Repeat the data exactly as it stands.

Data extracted from a collection:
++++
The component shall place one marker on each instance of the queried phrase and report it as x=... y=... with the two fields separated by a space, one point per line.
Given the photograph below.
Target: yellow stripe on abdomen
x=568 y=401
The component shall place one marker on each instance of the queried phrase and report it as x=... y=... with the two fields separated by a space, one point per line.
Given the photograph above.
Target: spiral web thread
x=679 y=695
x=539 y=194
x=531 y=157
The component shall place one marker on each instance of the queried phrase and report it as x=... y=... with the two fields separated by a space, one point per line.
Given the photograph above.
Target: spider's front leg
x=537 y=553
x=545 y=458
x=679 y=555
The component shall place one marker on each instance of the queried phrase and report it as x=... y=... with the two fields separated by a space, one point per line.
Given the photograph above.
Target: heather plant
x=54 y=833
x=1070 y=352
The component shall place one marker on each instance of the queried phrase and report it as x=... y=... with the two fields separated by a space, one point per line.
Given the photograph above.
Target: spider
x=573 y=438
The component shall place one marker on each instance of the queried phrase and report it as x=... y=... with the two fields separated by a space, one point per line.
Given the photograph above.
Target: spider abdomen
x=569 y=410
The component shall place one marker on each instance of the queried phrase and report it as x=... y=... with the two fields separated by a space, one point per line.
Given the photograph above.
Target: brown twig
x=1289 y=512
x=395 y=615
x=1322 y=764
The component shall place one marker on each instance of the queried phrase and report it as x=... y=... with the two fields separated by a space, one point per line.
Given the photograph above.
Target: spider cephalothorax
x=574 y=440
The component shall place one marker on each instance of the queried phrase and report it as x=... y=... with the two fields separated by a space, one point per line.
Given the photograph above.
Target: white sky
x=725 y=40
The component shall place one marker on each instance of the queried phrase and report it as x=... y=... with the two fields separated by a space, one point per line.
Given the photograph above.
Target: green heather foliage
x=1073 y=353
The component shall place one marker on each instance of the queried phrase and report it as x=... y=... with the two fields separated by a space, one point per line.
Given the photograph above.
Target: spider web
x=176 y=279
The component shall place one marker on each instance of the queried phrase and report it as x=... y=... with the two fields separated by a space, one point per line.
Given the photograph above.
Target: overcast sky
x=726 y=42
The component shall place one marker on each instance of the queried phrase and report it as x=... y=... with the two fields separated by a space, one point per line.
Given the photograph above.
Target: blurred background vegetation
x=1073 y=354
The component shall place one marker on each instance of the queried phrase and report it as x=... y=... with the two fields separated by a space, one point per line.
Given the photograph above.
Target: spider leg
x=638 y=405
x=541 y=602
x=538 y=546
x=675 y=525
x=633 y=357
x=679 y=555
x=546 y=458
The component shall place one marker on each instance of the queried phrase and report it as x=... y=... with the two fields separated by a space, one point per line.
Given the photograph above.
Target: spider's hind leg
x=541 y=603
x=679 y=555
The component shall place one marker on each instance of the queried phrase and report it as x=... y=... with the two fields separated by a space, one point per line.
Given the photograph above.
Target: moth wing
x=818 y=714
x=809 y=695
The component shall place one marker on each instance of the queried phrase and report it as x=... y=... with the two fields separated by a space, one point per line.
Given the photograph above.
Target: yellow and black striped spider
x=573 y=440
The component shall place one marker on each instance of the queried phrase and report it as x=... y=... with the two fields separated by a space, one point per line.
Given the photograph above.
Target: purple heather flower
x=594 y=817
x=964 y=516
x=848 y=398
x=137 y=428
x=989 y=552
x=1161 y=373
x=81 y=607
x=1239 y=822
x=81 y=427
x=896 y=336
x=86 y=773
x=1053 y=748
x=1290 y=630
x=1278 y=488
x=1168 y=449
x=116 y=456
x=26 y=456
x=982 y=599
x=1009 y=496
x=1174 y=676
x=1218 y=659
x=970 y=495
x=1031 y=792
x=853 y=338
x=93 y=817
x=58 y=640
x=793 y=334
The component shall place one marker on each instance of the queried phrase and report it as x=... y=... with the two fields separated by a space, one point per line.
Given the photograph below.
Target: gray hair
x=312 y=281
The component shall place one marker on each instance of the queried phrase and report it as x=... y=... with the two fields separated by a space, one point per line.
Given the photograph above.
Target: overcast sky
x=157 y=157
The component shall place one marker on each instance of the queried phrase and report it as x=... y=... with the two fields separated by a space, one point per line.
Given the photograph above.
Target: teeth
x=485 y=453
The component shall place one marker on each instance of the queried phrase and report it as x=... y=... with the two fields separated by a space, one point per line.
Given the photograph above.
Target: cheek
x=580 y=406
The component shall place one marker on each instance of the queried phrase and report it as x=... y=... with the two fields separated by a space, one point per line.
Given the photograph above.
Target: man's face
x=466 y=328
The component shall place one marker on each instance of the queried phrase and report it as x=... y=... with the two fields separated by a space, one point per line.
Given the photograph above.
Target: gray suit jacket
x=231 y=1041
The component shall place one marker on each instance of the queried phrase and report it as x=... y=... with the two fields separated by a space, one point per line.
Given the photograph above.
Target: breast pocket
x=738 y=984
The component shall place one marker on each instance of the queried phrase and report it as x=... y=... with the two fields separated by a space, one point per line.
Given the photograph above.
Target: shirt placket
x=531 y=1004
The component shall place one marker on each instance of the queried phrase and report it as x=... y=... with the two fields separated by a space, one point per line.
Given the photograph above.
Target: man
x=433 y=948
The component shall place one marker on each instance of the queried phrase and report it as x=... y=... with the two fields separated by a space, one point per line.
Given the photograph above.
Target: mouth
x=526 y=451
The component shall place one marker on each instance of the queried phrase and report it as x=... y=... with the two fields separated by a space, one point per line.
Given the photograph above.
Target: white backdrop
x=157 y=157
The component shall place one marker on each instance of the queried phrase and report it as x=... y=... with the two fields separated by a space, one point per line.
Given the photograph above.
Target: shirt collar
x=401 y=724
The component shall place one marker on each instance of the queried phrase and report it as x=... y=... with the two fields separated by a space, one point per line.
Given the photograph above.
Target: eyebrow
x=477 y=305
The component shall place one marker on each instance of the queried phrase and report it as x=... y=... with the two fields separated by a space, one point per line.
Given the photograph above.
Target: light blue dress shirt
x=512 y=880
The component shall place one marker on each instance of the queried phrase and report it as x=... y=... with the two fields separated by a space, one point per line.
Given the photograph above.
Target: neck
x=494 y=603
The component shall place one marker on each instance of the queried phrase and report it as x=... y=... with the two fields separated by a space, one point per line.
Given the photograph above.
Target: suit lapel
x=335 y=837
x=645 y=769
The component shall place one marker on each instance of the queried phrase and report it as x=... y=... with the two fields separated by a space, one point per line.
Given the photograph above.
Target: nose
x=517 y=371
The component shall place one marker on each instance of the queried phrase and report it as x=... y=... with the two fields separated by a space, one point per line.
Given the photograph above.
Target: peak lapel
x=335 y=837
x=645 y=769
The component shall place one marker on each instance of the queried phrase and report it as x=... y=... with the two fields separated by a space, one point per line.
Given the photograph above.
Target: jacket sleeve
++++
YOUR SOLUTION
The component shall place one marker on each instance of the queried phrase and report it as x=... y=... with the two fields separated by a space, one point per line.
Given the photograph below.
Target: yellow stripe on abdomen
x=568 y=401
The component shall place one marker on each instance of the queried phrase and report it as x=... y=... with the two fields separated by a space, one point per line.
Given the photograph above.
Target: spiral web thread
x=679 y=695
x=539 y=194
x=531 y=157
The component shall place one marker on each instance of the queried phrase and report it as x=... y=... with the two fields separated by a space, one point per line.
Given the photograph above.
Target: spider's front leg
x=537 y=553
x=545 y=458
x=679 y=555
The component shall place one marker on each instance of the queried phrase and report it as x=... y=... with the two fields separated by a space, one point per line.
Given the photograph above.
Target: heather plant
x=54 y=833
x=1070 y=352
The component shall place one marker on each instance of the queried phrase and report it as x=... y=... with the two fields separated by a space, one point per line.
Given the photograph above.
Target: spider
x=573 y=438
The component shall place one marker on each instance of the queried phrase and report it as x=... y=... with the two fields separated by a space, one point per line.
Given the photograph above.
Target: spider abdomen
x=569 y=410
The component shall place one marker on each instance of the queried phrase and report it as x=... y=... with the two fields separated by a space, one point per line.
Given the photograph above.
Target: brown twig
x=1289 y=512
x=395 y=615
x=1322 y=764
The component shall place one marker on each instance of the queried phrase and report it as x=... y=... with the two fields separated by a space, one point per line.
Given the photograph above.
Target: spider cephalothorax
x=574 y=440
The component shall place one marker on each instance of the queried phrase and report it as x=... y=... with the two fields separated by a space, one point per line.
Given the photograph above.
Target: white sky
x=725 y=40
The component shall place one marker on each instance of the queried phrase and report it as x=... y=... with the two fields separated by a space, one point per line.
Given the photograph above.
Target: green heather foliage
x=1073 y=353
The component shall place one marker on each instance of the queried phrase and report it as x=... y=... with the two fields separated by a space, one point per line.
Given the photograph above.
Target: spider web
x=176 y=279
The component shall place one marker on each instance of the queried phrase and report it as x=... y=... with the two fields separated by a space, one point per line.
Given the photograph above.
Target: overcast sky
x=726 y=42
The component shall place one marker on each instance of the queried phrase and report it as x=... y=... with the two fields separated by a space, one point per line.
Given the photograph above.
Target: blurred background vegetation
x=1073 y=354
The component shall place one marker on each instance of the queried phrase and report it as x=... y=... with the two fields separated by a space, one point per line.
Given the photograph above.
Target: spider leg
x=638 y=405
x=541 y=602
x=538 y=546
x=675 y=525
x=633 y=357
x=679 y=555
x=546 y=458
The component shall place one marker on each instance of the queried phrase and report it as x=... y=... with the two fields separated by a space, one point per line.
Given the photograph above.
Target: spider's hind leg
x=541 y=603
x=679 y=555
The component shall place one marker on each instance of the queried phrase and report it as x=... y=... with the two fields separated by a space, one point per line.
Given the photograph above.
Target: moth wing
x=818 y=714
x=809 y=695
The component shall place one marker on each instance of the queried phrase and report it as x=... y=... with the two fields separated by a space, one point per line.
Given the photograph above.
Target: yellow and black striped spider
x=573 y=440
The component shall place one marker on each instance of the queried phrase and report it as x=... y=... with the two fields separated by a space, one point per line.
Given the photograph above.
Target: purple heather flower
x=594 y=817
x=964 y=516
x=848 y=398
x=137 y=428
x=989 y=552
x=1161 y=373
x=81 y=607
x=1239 y=822
x=81 y=427
x=896 y=336
x=86 y=773
x=1053 y=748
x=1290 y=630
x=1278 y=488
x=1168 y=449
x=116 y=456
x=26 y=456
x=982 y=599
x=1009 y=496
x=1174 y=676
x=1218 y=659
x=970 y=495
x=1031 y=792
x=853 y=338
x=93 y=817
x=58 y=640
x=793 y=334
The component shall place one marker on each instance of the queried phrase and report it as x=... y=... with the two fields separated by a space, one point per line.
Given the photograph below.
Target: gray hair
x=312 y=281
The component shall place one marker on each instance of the queried phrase and report it as x=... y=... with the two fields separated by a space, one point per line.
Given the photograph above.
Target: overcast sky
x=157 y=157
The component shall place one marker on each instance of the queried phrase and report it as x=... y=... with the two fields separated by a space, one point per line.
Given the photograph above.
Target: teeth
x=485 y=453
The component shall place one marker on each instance of the queried phrase and report it as x=... y=... with the two fields separated by a space, one point per line.
Given the photograph above.
Target: cheek
x=580 y=406
The component shall place one marker on each instance of the queried phrase and report it as x=... y=... with the two fields separated by a space, one point per line.
Given the photograph above.
Target: man's face
x=466 y=328
The component shall place one marker on each instance of the queried phrase and report it as x=... y=... with the two fields separated by a space, one point per line.
Given the photograph above.
Target: gray suit jacket
x=231 y=1041
The component shall place one marker on each instance of the queried phrase and report it as x=... y=... with the two fields separated by a space, one point per line.
Given the photograph above.
Target: breast pocket
x=738 y=984
The component shall place one marker on each instance of the queried phrase and report it as x=... y=... with the two fields separated by a space, one point per line.
Given the photograph above.
Target: shirt placket
x=531 y=1004
The component shall place one marker on each instance of the queried phrase and report it as x=... y=... with the two fields separated by a space, one point per line.
Given the photograph above.
Target: man
x=433 y=948
The component shall place one marker on each instance of the queried phrase and report it as x=... y=... with the two fields separated by a space, one point per line.
Given the photograph above.
Target: mouth
x=526 y=451
The component shall place one marker on each instance of the queried phrase and report it as x=... y=... with the two fields separated by a space, one point per line.
Given the photograph above.
Target: white backdrop
x=157 y=157
The component shall place one marker on each instance of the queried phrase and report it as x=... y=... with the two fields separated by a space, one point per line.
Given the photograph above.
Target: shirt collar
x=401 y=724
The component shall place one marker on each instance of the queried phrase and report it as x=... y=... with the two fields separated by a space, one point per line.
Given the photograph above.
Target: eyebrow
x=477 y=305
The component shall place one marker on each instance of the queried phrase and report it as x=... y=... with the two fields separated by a space, one point per line.
Given the photograph above.
Target: light blue dress shirt
x=512 y=880
The component shall place one marker on each instance of the queried phrase and report it as x=... y=... with the two fields separated by a space, one point per line.
Given the photograph above.
Target: neck
x=494 y=603
The component shall place one marker on each instance of the queried phrase and report it as x=... y=... with the two fields separated by a space, one point per line.
Given the photograph above.
Target: suit lapel
x=335 y=837
x=645 y=769
The component shall place one marker on each instance of the queried phrase and report it as x=... y=... with the two fields separated by a space, one point per line.
Given the photograph above.
Target: nose
x=517 y=371
The component shall place one marker on each instance of the queried phrase and report it as x=... y=... with the two fields separated by a space, one point per line.
Given the photograph above.
Target: peak lapel
x=335 y=837
x=645 y=769
The component shall place one marker on each instance of the queried phrase and report it as x=... y=... with the two fields separated by a space, one point per line.
Given the photograph above.
Target: jacket sleeve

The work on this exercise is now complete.